**Stated problem 1:**
In the text about the ECOWAS military exercise, where is the training program scheduled to take place?
**Stated problem 2:**
Transcribe the part of the ECOWAS exercise text that opens with the words containing "The United States is" and closes with "require military intervention.".
**Stated problem 3:**
Finish out the next part of the text about the U.S.–ECOWAS military exercise, picking up after its last sentence.

**Quoted text:**
....................
Senior military officers from the United States and officials of the Economic Community of West African States (ECOWAS) have been meeting in Abuja, Nigeria to draw up details for a joint military exercise, called a multilateral command post exercise.

The goal of the command post exercise is to enhance the peacekeeping and intervention capacity of the standby military force in West Africa, one of the world's poorest and most unstable regions.

The United States is hoping to improve the operational efficiency and competence of the nations in West Africa so they can respond more quickly to situations that require military intervention.

One of the U.S. officials at the Abuja meeting, Scott Fisher, who is a political-military adviser at the State Department, provides an insight into the training program, scheduled for Accra, Ghana.

"It will involve a subordinate battalion responding to a force commander and his staff and they will be in receipt of a mandate, in this case from ECOWAS, that would say we have this sort of issue here and that will be the scenario and we provide you the military, the mandate from the political masters in West Africa to take this course of action," he said.

The U.S. military curently enjoys cooperation with a number of countries in West Africa, and Africa's growing oil industry, concentrated in West Africa's Gulf of Guinea, has also led to an increased U.S. military presence in the region.
....................
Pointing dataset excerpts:

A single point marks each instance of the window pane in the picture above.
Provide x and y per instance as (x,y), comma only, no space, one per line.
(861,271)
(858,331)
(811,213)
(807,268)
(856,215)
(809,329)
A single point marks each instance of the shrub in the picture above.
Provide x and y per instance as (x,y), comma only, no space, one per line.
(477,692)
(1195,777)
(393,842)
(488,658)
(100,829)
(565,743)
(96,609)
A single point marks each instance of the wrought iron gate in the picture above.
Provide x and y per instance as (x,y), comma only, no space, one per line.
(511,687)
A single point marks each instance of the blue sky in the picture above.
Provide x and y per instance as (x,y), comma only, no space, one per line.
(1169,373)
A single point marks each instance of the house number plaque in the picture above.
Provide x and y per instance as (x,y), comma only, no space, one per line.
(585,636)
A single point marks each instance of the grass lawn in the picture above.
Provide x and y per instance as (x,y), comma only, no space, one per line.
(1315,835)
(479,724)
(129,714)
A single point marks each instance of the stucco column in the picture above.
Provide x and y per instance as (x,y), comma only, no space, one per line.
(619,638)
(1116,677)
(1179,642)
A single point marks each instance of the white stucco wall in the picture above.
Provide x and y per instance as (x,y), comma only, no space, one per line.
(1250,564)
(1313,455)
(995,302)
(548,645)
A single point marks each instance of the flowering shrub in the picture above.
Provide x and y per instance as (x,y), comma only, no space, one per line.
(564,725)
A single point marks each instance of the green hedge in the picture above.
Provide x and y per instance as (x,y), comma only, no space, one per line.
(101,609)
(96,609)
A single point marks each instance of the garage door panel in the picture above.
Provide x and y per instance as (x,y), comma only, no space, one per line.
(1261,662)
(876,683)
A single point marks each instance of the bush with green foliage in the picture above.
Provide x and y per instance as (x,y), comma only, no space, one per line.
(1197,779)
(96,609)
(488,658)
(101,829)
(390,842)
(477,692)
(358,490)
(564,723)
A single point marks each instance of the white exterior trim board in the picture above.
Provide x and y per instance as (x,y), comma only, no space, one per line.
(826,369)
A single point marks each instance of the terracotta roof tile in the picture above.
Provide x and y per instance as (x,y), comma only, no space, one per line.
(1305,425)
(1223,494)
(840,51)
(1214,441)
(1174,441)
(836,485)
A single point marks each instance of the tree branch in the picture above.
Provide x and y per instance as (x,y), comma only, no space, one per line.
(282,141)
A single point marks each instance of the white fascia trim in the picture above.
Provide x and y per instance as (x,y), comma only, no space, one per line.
....................
**Reply 1:**
Accra, Ghana.

**Reply 2:**
The United States is hoping to improve the operational efficiency and competence of the nations in West Africa so they can respond more quickly to situations that require military intervention.

**Reply 3:**
Fisher says the U.S. intentions go beyond safeguarding its energy interests in the region.

"We understand in the United States, and I think everybody in Africa understands, that in the absence of security, you cannot get the other benefits that you seek: economic development, good governance and better health situation," he added. "All of that is dependent upon the security situation. So there is really a longer term issue that is not only focused on the Gulf of Guinea and energy. This is focused on how does West Africa become a partner in a different number of ways with the world community."

The Economic Community of West African States created a standby military force in 2004 to intervene in any situation that could threaten the security of the region. However, because of a lack of resources, the force is yet to become operational.